# WHAT YOU NEED TO DO
Could you rewrite the part of the listing that opens with the line containing "Target: black knit beanie" and closes with the line containing "379 58 L 373", switching "masks" to "polygons" and leaving everything else unchanged?

# MATERIAL PROVIDED

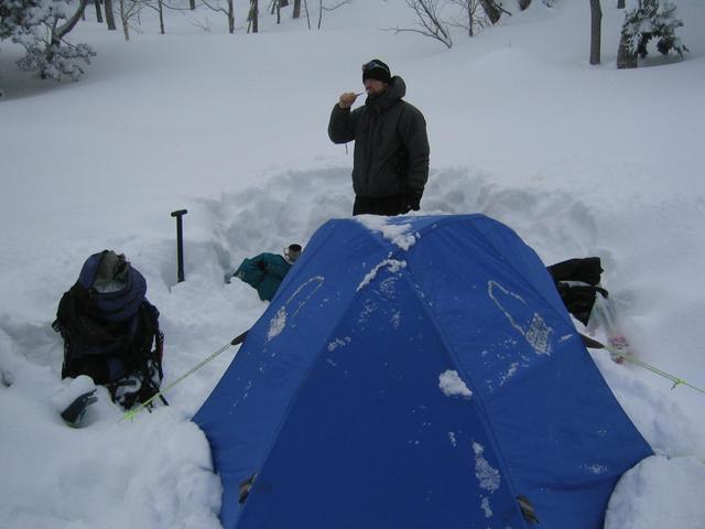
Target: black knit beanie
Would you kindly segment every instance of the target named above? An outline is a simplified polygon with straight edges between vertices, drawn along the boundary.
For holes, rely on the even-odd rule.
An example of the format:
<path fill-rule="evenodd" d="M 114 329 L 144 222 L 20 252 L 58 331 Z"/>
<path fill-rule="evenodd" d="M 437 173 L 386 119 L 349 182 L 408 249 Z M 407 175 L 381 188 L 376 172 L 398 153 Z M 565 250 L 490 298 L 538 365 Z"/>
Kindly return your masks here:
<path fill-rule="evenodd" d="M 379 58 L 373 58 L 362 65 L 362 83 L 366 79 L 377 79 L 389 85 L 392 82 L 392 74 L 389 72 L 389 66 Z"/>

* * *

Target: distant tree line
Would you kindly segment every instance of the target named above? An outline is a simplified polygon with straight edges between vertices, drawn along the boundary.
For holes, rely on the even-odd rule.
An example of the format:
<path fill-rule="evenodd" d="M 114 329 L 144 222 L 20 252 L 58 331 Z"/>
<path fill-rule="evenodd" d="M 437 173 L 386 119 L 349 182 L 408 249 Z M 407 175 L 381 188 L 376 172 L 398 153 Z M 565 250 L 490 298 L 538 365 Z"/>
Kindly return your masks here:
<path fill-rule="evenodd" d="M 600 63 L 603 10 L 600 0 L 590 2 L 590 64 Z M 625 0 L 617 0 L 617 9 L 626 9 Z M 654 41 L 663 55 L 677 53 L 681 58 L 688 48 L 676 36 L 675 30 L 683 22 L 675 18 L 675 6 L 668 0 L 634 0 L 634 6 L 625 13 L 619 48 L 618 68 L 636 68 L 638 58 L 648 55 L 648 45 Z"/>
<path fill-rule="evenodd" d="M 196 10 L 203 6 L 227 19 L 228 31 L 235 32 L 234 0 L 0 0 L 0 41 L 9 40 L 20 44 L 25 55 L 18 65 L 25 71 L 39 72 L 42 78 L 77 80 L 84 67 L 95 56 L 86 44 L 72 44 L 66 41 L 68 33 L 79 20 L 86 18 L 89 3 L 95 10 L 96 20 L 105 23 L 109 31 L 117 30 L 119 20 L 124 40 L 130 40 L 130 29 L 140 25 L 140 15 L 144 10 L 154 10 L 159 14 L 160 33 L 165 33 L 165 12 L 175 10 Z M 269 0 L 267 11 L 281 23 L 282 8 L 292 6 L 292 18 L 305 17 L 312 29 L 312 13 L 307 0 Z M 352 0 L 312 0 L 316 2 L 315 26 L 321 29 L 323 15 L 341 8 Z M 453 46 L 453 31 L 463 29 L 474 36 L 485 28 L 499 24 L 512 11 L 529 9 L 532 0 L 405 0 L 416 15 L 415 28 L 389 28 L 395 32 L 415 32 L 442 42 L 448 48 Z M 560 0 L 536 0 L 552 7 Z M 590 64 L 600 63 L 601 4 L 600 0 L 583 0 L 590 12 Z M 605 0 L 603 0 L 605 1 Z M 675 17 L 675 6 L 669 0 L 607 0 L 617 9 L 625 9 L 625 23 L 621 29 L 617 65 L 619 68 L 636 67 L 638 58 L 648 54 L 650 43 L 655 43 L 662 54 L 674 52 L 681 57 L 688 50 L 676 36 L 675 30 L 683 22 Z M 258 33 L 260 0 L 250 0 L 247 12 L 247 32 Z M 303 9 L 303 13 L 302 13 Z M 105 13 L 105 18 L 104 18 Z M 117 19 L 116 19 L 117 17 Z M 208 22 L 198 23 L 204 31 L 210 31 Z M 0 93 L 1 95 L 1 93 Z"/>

# CORRECT OUTPUT
Target: black knit beanie
Would you kindly segment every instance of the target named above? An outline is a simplified polygon with straight edges between vertices, drawn along the boundary.
For holes, rely on the even-odd rule.
An example of the format:
<path fill-rule="evenodd" d="M 114 329 L 144 222 L 20 252 L 58 331 Z"/>
<path fill-rule="evenodd" d="M 437 173 L 386 119 L 349 182 L 408 249 Z M 407 175 L 381 188 L 376 172 L 398 153 Z M 565 250 L 490 298 L 538 365 Z"/>
Kindly return your polygons here:
<path fill-rule="evenodd" d="M 379 58 L 373 58 L 362 65 L 362 83 L 366 79 L 377 79 L 389 85 L 392 82 L 392 74 L 389 72 L 389 66 Z"/>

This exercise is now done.